## Exercise brief
Repeat every one of the entries below verbatim, line for line.

===== Extracted material

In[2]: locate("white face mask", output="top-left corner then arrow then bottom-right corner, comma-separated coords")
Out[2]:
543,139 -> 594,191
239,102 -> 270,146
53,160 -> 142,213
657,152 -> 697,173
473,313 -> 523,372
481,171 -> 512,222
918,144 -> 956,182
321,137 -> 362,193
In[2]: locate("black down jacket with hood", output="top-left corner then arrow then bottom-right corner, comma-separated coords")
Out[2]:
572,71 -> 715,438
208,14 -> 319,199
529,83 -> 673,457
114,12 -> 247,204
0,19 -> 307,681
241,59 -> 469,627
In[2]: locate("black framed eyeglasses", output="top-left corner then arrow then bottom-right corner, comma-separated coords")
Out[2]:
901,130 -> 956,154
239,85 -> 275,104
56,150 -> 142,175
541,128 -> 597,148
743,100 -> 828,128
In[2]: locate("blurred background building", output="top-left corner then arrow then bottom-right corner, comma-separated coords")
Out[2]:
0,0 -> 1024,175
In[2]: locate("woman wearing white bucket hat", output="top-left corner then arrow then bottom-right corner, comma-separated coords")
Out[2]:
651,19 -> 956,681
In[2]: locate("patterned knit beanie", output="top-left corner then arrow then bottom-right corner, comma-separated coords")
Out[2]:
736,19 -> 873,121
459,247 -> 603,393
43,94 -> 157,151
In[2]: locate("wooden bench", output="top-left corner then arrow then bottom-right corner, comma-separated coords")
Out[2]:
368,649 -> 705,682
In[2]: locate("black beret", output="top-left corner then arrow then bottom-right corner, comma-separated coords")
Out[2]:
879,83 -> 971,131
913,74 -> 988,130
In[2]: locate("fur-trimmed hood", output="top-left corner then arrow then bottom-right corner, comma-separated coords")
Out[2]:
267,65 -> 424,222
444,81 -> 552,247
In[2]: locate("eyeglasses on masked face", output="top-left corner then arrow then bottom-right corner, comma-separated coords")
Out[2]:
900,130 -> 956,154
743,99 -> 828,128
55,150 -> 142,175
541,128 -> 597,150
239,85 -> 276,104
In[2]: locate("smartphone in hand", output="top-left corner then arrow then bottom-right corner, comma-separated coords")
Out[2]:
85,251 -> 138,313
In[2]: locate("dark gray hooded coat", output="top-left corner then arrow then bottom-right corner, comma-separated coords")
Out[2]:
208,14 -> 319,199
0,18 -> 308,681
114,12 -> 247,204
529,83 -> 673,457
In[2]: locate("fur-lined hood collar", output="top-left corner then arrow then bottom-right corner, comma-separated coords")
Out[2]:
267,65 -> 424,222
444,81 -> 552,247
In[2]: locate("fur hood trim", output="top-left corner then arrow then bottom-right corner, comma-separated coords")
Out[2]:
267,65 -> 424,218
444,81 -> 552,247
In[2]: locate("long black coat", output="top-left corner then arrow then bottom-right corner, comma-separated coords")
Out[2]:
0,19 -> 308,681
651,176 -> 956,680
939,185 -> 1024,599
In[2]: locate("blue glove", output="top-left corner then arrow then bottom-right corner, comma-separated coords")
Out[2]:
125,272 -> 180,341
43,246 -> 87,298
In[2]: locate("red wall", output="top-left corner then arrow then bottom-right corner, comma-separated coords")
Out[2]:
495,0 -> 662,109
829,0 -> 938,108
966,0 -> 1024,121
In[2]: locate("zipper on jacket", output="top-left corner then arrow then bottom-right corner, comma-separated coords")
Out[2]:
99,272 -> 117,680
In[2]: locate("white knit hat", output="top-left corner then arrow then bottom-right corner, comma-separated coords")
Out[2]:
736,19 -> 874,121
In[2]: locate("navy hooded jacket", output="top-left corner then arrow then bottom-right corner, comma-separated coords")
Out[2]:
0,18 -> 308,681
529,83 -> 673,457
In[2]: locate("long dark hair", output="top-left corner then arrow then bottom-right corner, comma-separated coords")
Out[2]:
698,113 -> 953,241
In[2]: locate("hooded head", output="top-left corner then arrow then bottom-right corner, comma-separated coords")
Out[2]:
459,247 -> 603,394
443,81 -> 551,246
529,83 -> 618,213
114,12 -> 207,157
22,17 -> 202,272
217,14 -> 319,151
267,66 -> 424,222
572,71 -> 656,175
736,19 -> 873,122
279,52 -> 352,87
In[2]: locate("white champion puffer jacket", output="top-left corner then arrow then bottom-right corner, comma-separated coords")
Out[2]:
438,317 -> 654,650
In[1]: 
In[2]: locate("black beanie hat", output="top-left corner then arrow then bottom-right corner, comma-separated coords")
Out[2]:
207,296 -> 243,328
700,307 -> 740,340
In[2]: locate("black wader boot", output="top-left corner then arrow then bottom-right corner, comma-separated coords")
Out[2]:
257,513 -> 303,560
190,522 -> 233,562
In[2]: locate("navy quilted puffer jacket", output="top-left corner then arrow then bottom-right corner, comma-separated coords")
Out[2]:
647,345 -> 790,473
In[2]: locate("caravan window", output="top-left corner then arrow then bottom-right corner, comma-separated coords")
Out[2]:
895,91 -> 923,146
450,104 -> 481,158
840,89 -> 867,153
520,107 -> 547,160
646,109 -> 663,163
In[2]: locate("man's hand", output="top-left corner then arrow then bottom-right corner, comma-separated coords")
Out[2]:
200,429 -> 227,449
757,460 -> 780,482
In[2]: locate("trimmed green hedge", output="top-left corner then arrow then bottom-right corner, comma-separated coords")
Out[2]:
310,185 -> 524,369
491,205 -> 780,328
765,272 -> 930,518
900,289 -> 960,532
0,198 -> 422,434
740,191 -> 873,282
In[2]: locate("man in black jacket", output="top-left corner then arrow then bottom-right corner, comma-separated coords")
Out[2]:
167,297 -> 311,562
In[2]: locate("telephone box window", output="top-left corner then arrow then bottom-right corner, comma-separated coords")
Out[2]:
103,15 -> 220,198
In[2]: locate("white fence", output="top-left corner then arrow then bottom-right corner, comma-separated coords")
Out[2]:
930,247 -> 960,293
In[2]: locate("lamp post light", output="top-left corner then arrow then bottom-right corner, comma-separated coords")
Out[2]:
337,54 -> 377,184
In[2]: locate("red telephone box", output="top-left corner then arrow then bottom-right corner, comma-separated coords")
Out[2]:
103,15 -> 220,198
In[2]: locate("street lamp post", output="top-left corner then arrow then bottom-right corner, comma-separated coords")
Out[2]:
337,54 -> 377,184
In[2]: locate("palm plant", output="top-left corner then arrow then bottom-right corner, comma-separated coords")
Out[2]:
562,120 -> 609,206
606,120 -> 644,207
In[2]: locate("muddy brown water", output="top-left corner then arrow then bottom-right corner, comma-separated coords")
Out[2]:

==========

## Result of this exercise
In[2]: locate("white face mask", output="top-left corner then arrow then bottom-right corner, comma-separated coords")
Out[2]:
543,139 -> 594,191
239,102 -> 270,146
53,160 -> 142,213
657,152 -> 697,173
473,313 -> 523,372
481,171 -> 512,222
918,144 -> 956,182
321,137 -> 362,193
In[2]: locate("black down jacket with hood", output="top-left corner then arrow then bottom-right corner, comma-separated coords")
Out[2]:
572,71 -> 715,438
208,14 -> 319,199
529,83 -> 673,457
114,12 -> 247,204
0,19 -> 307,681
241,59 -> 469,627
In[2]: locate("black framed eyeglasses", output="top-left corner then arrow then bottom-right corner, comma-separated coords")
Out[2]:
901,130 -> 956,154
239,85 -> 275,104
56,150 -> 142,175
541,128 -> 597,148
743,100 -> 828,128
In[2]: locate("blurred background building", output="top-left corner then arrow then bottom-right corner, comma-separated coords")
Out[2]:
0,0 -> 1024,175
In[2]: locate("woman wearing white bucket hat", output="top-left corner then arrow then bottom-right corner, comma-separated coords")
Out[2]:
651,19 -> 956,681
In[2]: locate("patterned knit beanie", output="top-left corner then arrow then bottom-right corner, comma-separated coords")
Out[2]:
736,19 -> 873,121
459,247 -> 603,393
43,94 -> 157,151
In[2]: locate("wooden bench", output="top-left corner then arrow then bottom-right corner, comma-separated coords")
Out[2]:
368,649 -> 705,682
In[2]: locate("black beret", output="top-left corner then arrow then bottom-right corner, comma-separated coords")
Out[2]:
879,83 -> 971,131
913,74 -> 988,130
In[2]: locate("fur-trimmed hood", output="top-left corner then arrow then bottom-right corner, comma-separated coords")
Out[2]:
267,65 -> 424,222
444,81 -> 552,247
In[2]: locate("eyeglasses on masked face", output="top-left corner then arrow then bottom-right corner, comma-separated coords")
Out[2]:
900,130 -> 956,154
743,99 -> 828,128
55,150 -> 142,175
541,128 -> 597,150
239,85 -> 276,104
In[2]: locate("smartphone in hand", output="top-left corner then arrow then bottom-right corner, comma-separated coords")
Out[2]:
85,251 -> 138,313
In[2]: locate("dark gray hooded coat", output="top-left corner then arrow then bottom-right corner, comma-separated coords")
Out[2]:
208,14 -> 319,199
0,18 -> 308,681
114,12 -> 247,204
529,83 -> 673,457
In[2]: locate("fur-lined hood collar", output="top-left corner then arrow then bottom-right corner, comma-separated coords")
Out[2]:
267,65 -> 424,222
444,81 -> 552,247
In[2]: locate("fur hood trim", output="top-left corner then arrow then bottom-right corner, comma-separated coords")
Out[2]:
267,65 -> 424,218
444,81 -> 552,247
In[2]: locate("long black coat", output="top-left corner then arrow then bottom-right corner, comma-separated coords")
Out[2]:
0,19 -> 308,681
651,176 -> 956,680
939,185 -> 1024,599
In[2]: locate("blue glove", output="top-left corner then arrow then bottom-right corner, comma-separated coords")
Out[2]:
125,272 -> 180,341
43,246 -> 87,298
In[2]: locate("red wall", output="top-left corner then arrow then bottom-right corner, comma-separated coords")
Out[2]:
495,0 -> 662,109
829,0 -> 938,108
966,0 -> 1024,121
In[2]: locate("zipper on jacket", output="top-left corner then arrow then bottom-right corner, comma-separated coords")
Out[2]:
99,272 -> 117,680
In[2]: locate("white knit hat", output="top-left corner then arrow then bottom-right corner, comma-separated coords")
Out[2]:
736,19 -> 874,121
In[2]: locate("navy hooded jacket", output="top-left corner then arrow then bottom-right corner, comma-separated coords")
Out[2]:
0,18 -> 308,681
529,83 -> 673,457
In[2]: locate("long dark hair", output="top-left corner then arrow then bottom-right corner, comma-separated coords")
Out[2]:
698,113 -> 953,241
In[2]: locate("hooded head", output="top-left corner then arrow then bottom-right corner, comma-separated coords")
Out[2]:
459,247 -> 603,394
443,81 -> 551,246
529,83 -> 618,213
114,12 -> 207,157
22,17 -> 202,272
217,14 -> 319,151
267,66 -> 424,222
572,71 -> 656,175
736,19 -> 873,122
279,52 -> 352,87
In[2]: locate("white champion puffer jacket", output="top-left corner then arrow then bottom-right corner, comma-separated coords")
Out[2]:
438,317 -> 654,650
In[1]: 
In[2]: locate("black beanie hat", output="top-left corner then arrow then bottom-right corner, comma-separated coords")
Out[2]:
207,296 -> 243,328
700,307 -> 740,340
In[2]: locate("black wader boot", output="top-left corner then arrow then bottom-right corner, comma-separated coords")
Out[2]:
257,513 -> 303,560
190,522 -> 233,562
In[2]: locate("navy quilted puffer jacket", output="top-left corner then arrow then bottom-right corner, comma-separated coords")
Out[2]:
647,345 -> 790,473
In[2]: locate("caravan window", output="top-left corner then arrow then bottom-right corner, comma-separated coords")
Out[2]:
895,91 -> 923,146
450,104 -> 481,158
840,89 -> 867,153
520,107 -> 547,160
646,109 -> 663,163
In[2]: locate("man's hand", output="top-left corner then arrow then bottom-right corner, comma-separated coords")
Out[2]:
200,429 -> 227,449
757,460 -> 780,482
In[2]: locate("trimmed green hedge", output="top-left corner then arrow then bottom-right corner, comma-separated coords")
Out[2]:
310,185 -> 524,369
491,205 -> 780,328
765,272 -> 930,518
900,289 -> 960,532
0,198 -> 422,434
740,191 -> 873,282
In[2]: locate("man in black jacket", output="top-left corner then arrow then bottom-right corner, comma-separated coords")
Out[2]:
167,297 -> 311,562
In[2]: locate("telephone box window", output="top-left corner then arrow then bottom-right corner, comma-separated coords")
Out[2]:
103,15 -> 220,198
In[2]: locate("white fence", output="top-left corner then arrow then bottom-right corner, comma-separated coords")
Out[2]:
930,247 -> 960,293
In[2]: locate("lamp post light", output="top-left corner then arrow then bottom-right corner, comma-separated coords")
Out[2]:
337,54 -> 377,184
In[2]: locate("red telephone box", output="top-left corner then arrow then bottom-right corner, comma-separated coords")
Out[2]:
103,15 -> 220,198
In[2]: locate("street lamp post", output="top-left corner then arrow then bottom-right corner, comma-separated coords")
Out[2]:
337,54 -> 377,184
In[2]: locate("palm plant", output="top-left corner then arrow then bottom-right corner, comma-separated coords")
Out[2]:
562,120 -> 609,206
606,120 -> 644,207
In[2]: locate("muddy brown water", output="top-left corner then arrow then bottom-right corner, comma-separated coords")
Out[2]:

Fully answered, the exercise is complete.